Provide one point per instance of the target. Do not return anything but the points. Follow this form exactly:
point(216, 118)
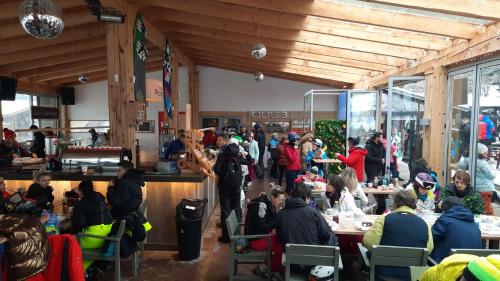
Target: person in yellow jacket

--

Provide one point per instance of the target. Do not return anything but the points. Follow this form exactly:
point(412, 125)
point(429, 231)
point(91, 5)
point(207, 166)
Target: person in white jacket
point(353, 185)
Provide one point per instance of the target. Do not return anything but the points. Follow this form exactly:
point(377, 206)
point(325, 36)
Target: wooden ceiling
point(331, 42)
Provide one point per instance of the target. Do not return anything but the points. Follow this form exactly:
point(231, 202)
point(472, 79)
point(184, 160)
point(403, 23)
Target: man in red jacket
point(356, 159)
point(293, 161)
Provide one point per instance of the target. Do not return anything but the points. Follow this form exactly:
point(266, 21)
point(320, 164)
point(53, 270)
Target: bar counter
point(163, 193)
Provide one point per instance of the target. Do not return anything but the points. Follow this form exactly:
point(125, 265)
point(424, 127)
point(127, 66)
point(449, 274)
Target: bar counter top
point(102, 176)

### [Stated task]
Return each line of the listing above that contains the string "person". Case counts.

### [Result of this exercise]
Target: person in yellow jacket
Target: person in white jacket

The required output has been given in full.